** Problem to solve **
Reproduce only the lines from the one containing "column 96, row 19" through the end of the data, exactly as they stand.

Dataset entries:
╭──

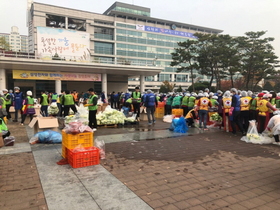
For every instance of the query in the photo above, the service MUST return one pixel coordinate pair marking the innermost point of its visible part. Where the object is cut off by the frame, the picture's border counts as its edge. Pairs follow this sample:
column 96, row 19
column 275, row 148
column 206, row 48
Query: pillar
column 104, row 84
column 3, row 79
column 58, row 86
column 142, row 83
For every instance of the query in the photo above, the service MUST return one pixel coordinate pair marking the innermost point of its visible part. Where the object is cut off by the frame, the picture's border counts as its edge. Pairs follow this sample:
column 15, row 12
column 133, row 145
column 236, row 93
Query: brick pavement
column 20, row 186
column 206, row 171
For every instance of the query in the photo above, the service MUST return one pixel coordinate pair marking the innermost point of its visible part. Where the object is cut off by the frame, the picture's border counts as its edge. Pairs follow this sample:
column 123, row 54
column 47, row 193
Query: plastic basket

╰──

** Answer to the problem **
column 96, row 19
column 275, row 148
column 206, row 48
Query: pillar
column 104, row 84
column 3, row 79
column 58, row 86
column 142, row 83
For every instance of the query in the photo above, the service MUST return one pixel coordinate pair marking the innermost point of its visible part. Where the object is cut off by the frame, the picture's border counts as its edge. Pairs follow this sample:
column 15, row 12
column 133, row 145
column 236, row 93
Query: brick pavement
column 20, row 186
column 206, row 171
For every instance of the query in the photo above, the service MUST return one pixel coordinate pair marking the innermost point of its visible part. Where the object is cut off by the frame, the picture's border counts as its edge. Pairs follow this sample:
column 123, row 54
column 47, row 193
Query: plastic basket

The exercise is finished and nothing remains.